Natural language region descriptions

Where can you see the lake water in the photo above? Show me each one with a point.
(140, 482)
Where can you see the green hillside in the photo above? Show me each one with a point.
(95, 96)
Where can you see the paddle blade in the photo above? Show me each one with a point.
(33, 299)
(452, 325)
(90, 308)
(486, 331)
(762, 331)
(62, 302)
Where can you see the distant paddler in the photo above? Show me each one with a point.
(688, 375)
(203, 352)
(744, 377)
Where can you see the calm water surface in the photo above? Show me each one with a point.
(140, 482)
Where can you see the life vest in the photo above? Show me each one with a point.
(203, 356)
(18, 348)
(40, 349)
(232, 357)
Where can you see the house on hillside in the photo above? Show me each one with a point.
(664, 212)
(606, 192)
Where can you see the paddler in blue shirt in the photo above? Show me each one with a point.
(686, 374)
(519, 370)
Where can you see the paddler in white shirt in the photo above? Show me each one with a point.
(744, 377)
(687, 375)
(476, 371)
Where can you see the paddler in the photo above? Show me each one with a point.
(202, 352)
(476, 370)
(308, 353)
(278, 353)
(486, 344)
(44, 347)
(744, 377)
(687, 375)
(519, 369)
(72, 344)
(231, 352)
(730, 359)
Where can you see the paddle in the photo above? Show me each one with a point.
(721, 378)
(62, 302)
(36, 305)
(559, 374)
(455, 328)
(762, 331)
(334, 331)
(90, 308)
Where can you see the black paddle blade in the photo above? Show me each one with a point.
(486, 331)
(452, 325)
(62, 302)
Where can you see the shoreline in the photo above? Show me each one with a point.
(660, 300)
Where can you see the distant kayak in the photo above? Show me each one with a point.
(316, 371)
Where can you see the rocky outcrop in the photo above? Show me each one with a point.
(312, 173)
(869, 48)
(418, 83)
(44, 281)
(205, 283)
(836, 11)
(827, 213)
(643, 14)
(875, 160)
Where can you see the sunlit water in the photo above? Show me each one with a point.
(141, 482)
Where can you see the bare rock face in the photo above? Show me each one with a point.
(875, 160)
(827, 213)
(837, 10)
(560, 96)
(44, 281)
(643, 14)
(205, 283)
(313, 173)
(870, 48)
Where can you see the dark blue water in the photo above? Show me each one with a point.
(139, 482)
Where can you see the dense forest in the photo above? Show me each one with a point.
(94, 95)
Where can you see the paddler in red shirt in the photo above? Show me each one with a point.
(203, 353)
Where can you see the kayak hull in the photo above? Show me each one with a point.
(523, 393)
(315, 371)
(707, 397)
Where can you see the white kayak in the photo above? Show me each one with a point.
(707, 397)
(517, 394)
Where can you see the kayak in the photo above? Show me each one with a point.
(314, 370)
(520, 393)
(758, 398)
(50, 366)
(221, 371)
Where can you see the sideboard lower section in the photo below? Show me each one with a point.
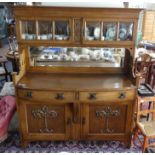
(61, 115)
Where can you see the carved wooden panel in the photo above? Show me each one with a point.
(107, 119)
(46, 118)
(77, 30)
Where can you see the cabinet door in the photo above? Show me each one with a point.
(44, 121)
(49, 30)
(106, 120)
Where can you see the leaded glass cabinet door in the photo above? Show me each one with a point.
(48, 121)
(99, 120)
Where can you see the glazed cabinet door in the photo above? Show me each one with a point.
(108, 121)
(102, 31)
(57, 30)
(44, 121)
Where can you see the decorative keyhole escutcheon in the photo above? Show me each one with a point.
(44, 113)
(107, 113)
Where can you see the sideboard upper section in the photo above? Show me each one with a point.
(73, 26)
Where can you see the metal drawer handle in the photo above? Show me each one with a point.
(122, 95)
(92, 96)
(29, 94)
(60, 96)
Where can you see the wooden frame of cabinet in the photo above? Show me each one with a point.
(79, 90)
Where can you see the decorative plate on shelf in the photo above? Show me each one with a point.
(122, 33)
(111, 33)
(97, 33)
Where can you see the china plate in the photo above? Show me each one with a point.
(97, 32)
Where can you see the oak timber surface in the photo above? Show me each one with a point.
(46, 81)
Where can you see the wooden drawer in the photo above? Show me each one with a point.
(46, 95)
(107, 96)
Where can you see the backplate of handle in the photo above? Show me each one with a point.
(29, 94)
(122, 95)
(60, 96)
(92, 96)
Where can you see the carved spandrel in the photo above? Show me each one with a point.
(107, 113)
(44, 113)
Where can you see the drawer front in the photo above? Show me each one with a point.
(107, 96)
(46, 95)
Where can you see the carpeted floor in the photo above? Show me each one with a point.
(12, 145)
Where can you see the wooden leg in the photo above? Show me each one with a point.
(24, 144)
(145, 144)
(149, 107)
(135, 136)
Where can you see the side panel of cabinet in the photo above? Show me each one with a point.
(108, 121)
(44, 121)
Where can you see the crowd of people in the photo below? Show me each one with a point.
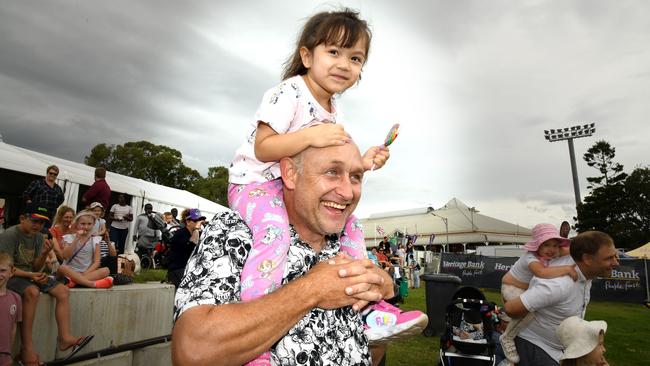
(284, 277)
(54, 248)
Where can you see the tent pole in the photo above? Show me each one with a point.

- _EXERCISE BRIEF_
Whatever pictures the entries contain, omit them, and write the rest out exactly.

- _REPLY_
Where can you see the lake water in the photo above? Show me each one with a point.
(140, 482)
Where can you see the green hillside in the photo above? Show me each one with a point.
(95, 96)
Where can you see the paddle blade in the photo above? Show me each one with a point.
(33, 299)
(452, 325)
(90, 308)
(486, 331)
(762, 331)
(62, 302)
Where can you see the distant paddler in the photo above? Show me each one with a point.
(688, 375)
(203, 352)
(744, 377)
Where can you see the calm water surface in the photo above? Show me each one with a point.
(140, 482)
Where can you see the life vest in the photo above? Show me each one with a point.
(203, 356)
(18, 348)
(40, 349)
(232, 357)
Where can you see the house on hillside in the photo above? Show me each one with a point.
(664, 212)
(606, 192)
Where can you see the paddler in blue shirt in the photo above? Show me each one with a point.
(686, 374)
(519, 370)
Where can you see the paddler in white shirt in the photo above? Show me each one with a point.
(744, 377)
(687, 375)
(476, 371)
Where can you see the paddler in the photo above? Show me each one with a point.
(202, 352)
(476, 370)
(308, 353)
(278, 353)
(486, 344)
(44, 347)
(744, 377)
(687, 375)
(519, 369)
(72, 344)
(231, 352)
(730, 359)
Where can you see the paddle in the photo above? Show me each one with a point.
(721, 378)
(62, 302)
(36, 305)
(559, 374)
(455, 328)
(762, 331)
(334, 331)
(90, 308)
Where can you see the black paddle blade in the photo above? Show me each one with a point.
(486, 331)
(452, 325)
(62, 302)
Where can you see the shoreline in the photo above? Show me each one with a point.
(660, 300)
Where can you see the distant kayak in the photo above? Show me each one with a point.
(316, 371)
Where can you see the rocky outcrop in the photo above? Show me each one with a point.
(312, 173)
(869, 48)
(418, 83)
(44, 281)
(205, 283)
(836, 11)
(827, 213)
(643, 14)
(875, 160)
Where can you see the sunlit water in the photo above? Show me each one with a point.
(141, 482)
Where can you see the bare rock face in the photo above? Show me each one with a point.
(875, 160)
(827, 213)
(837, 10)
(560, 96)
(44, 281)
(643, 14)
(205, 283)
(313, 173)
(870, 48)
Where can you see the dark blue water in the photo above? Show me each one with a point.
(139, 482)
Where can you see the dense forest in the photo above? Show me each one with a point.
(94, 95)
Where can you see the paddler in red shirt in the photo above? Show me each one with a point.
(203, 353)
Where can you see the kayak hull in the photo above? Show me each one with a point.
(523, 393)
(315, 371)
(707, 397)
Where can you see the white kayak in the photo above? Show me each one with a point.
(707, 397)
(517, 394)
Where can you see the kayak in the photo above? Show me each one with a point.
(314, 370)
(520, 393)
(758, 398)
(50, 366)
(221, 371)
Where can you see the sideboard lower section in the photo below? Show me each one with a point.
(61, 115)
Where can you see the carved wooden panel in the photo above? Show me each one with a point.
(107, 119)
(46, 118)
(77, 30)
Where can you see the cabinet door in the photo above? Show me each one with a point.
(44, 121)
(49, 30)
(106, 120)
Where can you see the leaded glass cabinet door in the photo above? Show me each one with a point.
(48, 121)
(99, 120)
Where can you see the glazed cabinet door in the photo above? Show me each one with a point.
(108, 121)
(102, 31)
(57, 30)
(44, 121)
Where can you see the decorative keyhole escutcheon in the photo above? Show me each one with a point.
(44, 113)
(107, 113)
Where can you see the sideboard upper section in the photo above? Show me each one with a point.
(73, 26)
Where can you see the metal drawer handle in the photo above? Show me each one with a point.
(122, 95)
(92, 96)
(29, 94)
(60, 96)
Where can you see the wooden frame of cabinet in the photo above? Show me each one with a point.
(79, 90)
Where can you see the decorative plate on shelf in the photo above? Show me each one with a point.
(122, 33)
(111, 33)
(97, 33)
Where can you see the china plate in the photo above? Show me each one with a point.
(97, 32)
Where can you see the oak timber surface in the photo above? Show me each one with a point.
(46, 81)
Where can you see the wooden drawer in the photo above? Show me each one with a point.
(46, 95)
(107, 96)
Where can you see the backplate of handle in the photo above? Show me each one with a point.
(29, 94)
(122, 95)
(60, 96)
(92, 96)
Where can you see the carved spandrel in the photo above? Show me each one with a point.
(107, 113)
(44, 113)
Where can you see the drawer front in the photo above? Show me each one with a point.
(107, 96)
(46, 95)
Where can you see the carpeted floor in the photo above? Show me each one with a point.
(12, 145)
Where can you see the wooden leg in the photo above? Show me each one with a point.
(24, 144)
(145, 144)
(149, 107)
(135, 136)
Where can you see the side panel of cabinet in the photo above? Show me each one with a point.
(108, 121)
(44, 121)
Where can you see the crowd of people in the photo below? Show me each one with a point.
(284, 277)
(54, 248)
Where can you see the tent pole in the photo above? Show me each one with a point.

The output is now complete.